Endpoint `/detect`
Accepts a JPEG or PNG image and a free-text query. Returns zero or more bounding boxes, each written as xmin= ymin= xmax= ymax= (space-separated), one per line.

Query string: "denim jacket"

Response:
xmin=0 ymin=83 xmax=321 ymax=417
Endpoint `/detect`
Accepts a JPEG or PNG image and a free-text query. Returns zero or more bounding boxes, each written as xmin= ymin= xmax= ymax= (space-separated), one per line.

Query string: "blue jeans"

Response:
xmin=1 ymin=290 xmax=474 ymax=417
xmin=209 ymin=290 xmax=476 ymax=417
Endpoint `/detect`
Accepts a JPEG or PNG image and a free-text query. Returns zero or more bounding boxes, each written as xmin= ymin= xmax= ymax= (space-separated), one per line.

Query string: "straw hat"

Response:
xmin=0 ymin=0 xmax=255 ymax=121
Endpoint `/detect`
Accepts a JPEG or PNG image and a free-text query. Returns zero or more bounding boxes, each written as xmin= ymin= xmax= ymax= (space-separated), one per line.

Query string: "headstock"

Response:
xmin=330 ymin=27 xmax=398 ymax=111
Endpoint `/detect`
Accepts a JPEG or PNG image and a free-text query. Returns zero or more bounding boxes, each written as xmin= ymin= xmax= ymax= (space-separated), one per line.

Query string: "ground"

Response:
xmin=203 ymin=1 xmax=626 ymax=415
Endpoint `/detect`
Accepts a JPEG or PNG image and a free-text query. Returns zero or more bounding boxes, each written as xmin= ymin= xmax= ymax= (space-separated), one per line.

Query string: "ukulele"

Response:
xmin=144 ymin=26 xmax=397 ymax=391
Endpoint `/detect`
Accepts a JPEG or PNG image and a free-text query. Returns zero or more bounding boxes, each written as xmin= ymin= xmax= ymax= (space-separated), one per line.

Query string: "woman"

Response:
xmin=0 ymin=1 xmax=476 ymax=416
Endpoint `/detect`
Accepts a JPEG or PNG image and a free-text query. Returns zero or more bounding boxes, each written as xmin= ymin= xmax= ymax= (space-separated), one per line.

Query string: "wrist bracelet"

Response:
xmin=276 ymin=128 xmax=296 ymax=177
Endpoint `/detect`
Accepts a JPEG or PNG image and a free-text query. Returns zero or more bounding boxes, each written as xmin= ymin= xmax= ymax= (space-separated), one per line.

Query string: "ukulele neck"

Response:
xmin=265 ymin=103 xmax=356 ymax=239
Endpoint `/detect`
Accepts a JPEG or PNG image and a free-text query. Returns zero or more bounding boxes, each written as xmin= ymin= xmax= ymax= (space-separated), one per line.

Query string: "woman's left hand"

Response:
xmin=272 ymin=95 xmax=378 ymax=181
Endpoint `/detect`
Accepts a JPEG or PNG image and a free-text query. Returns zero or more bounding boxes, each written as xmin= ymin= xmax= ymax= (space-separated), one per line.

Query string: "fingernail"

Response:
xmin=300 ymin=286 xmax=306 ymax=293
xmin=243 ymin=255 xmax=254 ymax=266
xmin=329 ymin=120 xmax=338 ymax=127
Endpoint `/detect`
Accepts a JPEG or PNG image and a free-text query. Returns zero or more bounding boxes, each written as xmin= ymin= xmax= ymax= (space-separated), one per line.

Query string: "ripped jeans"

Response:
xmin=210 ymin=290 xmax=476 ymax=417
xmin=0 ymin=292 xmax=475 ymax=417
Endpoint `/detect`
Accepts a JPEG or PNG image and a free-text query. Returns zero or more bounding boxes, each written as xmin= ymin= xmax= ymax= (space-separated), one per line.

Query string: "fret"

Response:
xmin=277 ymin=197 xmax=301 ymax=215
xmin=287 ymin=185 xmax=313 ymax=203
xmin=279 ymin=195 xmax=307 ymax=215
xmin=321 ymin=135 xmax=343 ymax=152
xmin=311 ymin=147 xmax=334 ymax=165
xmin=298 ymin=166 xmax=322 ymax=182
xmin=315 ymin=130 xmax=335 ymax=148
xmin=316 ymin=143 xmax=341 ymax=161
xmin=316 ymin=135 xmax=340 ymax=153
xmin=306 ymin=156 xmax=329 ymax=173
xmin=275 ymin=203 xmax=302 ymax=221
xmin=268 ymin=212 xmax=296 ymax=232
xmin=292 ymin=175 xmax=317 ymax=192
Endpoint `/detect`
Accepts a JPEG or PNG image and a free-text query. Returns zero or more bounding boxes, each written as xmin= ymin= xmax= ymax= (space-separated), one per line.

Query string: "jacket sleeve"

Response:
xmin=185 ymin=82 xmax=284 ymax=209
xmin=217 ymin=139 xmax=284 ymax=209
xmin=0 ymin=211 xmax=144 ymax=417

Brief =
Copy each line of the data that includes the word "jeans".

Task output =
Query string: "blue jeans"
Query string: "ripped jeans"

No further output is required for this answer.